(Pointing dataset excerpts)
======

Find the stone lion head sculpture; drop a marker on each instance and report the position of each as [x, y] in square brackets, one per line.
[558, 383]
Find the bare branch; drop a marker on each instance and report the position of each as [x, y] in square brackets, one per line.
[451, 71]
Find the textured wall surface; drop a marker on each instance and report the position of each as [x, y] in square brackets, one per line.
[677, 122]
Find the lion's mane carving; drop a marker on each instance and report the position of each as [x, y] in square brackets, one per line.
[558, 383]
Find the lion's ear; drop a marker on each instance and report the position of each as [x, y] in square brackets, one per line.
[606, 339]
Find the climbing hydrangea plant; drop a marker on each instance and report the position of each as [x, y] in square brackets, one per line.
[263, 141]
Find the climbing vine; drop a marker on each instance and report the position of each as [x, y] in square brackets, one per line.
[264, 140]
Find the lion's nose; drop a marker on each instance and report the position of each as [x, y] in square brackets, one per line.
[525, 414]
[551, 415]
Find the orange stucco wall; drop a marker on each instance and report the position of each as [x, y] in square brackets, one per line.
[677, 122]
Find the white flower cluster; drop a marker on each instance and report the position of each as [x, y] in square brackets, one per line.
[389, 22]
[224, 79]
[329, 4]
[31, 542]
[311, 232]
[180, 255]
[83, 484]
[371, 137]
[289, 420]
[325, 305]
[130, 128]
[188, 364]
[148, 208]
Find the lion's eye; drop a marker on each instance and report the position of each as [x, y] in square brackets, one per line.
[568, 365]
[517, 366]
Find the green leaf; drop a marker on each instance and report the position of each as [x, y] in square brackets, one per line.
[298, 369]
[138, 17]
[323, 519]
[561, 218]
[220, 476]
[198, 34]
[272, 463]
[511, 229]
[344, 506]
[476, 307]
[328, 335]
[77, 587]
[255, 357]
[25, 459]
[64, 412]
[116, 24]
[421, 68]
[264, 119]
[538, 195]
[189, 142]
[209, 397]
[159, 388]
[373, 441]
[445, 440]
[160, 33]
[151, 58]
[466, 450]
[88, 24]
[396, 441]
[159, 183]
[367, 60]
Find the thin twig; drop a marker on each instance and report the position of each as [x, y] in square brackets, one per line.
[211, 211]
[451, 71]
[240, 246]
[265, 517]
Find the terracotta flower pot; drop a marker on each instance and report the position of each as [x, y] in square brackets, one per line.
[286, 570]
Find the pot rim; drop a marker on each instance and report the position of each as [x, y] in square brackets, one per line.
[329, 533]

======

Copy the lines above word for word, covering every entry.

Find the stone lion head sculpture; drop a marker on each instance and report the position of each as [x, y] in square brackets, one per line.
[558, 383]
Find the bare branch; drop a marker on each instance and report the position of each as [x, y] in square brackets, one per line.
[451, 71]
Find the textured wall surface; drop a marker on each instance and report the position of each as [x, y] in square brackets, one per line.
[677, 122]
Find the lion's mane carving; drop a marker on each instance and report the position of each as [x, y] in square brackets, one per line.
[558, 383]
Find the lion's ear; drop a marker on each instance and report the position of each as [x, y] in square brackets, one per line.
[606, 339]
Find the climbing hydrangea plant; drop a marker on each instance and report the position of each as [x, y] in square brackets, one per line.
[263, 141]
Find the climbing vine; drop a marker on each instance and report the position of each as [x, y] in square brackets, one per line.
[264, 140]
Find the lion's nose; drop a marker on each instance and report the position of each as [x, y] in square brackets, one per line.
[525, 414]
[551, 415]
Find the orange stucco wall; drop a marker on each instance and report the position of each as [x, y] in square brackets, one per line.
[677, 122]
Find the white flower cluster; drop a marker on each instance and report the position of each as [x, y] in square brackets, one per line.
[389, 22]
[224, 79]
[329, 4]
[31, 542]
[311, 232]
[180, 255]
[83, 484]
[371, 137]
[289, 420]
[325, 305]
[130, 128]
[188, 364]
[148, 208]
Find the lion's eye; drop a marker on each instance and report the position of each as [x, y] in square brackets, one per line.
[568, 365]
[517, 366]
Find the green leaf; drop a marker on each instance and report the position of each as [x, y] in square brackets, one per line.
[298, 369]
[138, 17]
[323, 519]
[561, 218]
[220, 476]
[198, 34]
[272, 463]
[511, 229]
[344, 506]
[476, 307]
[328, 335]
[77, 587]
[255, 357]
[25, 459]
[64, 412]
[116, 24]
[421, 68]
[264, 119]
[538, 195]
[189, 142]
[209, 397]
[159, 388]
[373, 441]
[445, 440]
[160, 33]
[151, 58]
[466, 450]
[88, 24]
[396, 441]
[159, 183]
[367, 60]
Find the thin twig; drop a marker on each instance and report the position of each as [x, y] in square brackets, one per line.
[211, 211]
[451, 71]
[240, 246]
[265, 517]
Find the terracotta flower pot; drop a marker on each instance and report the position of each as [x, y] in square brackets, one per line.
[286, 570]
Find the pot rim; drop a marker on each instance and report the position of each as [x, y] in square brackets, one per line.
[329, 533]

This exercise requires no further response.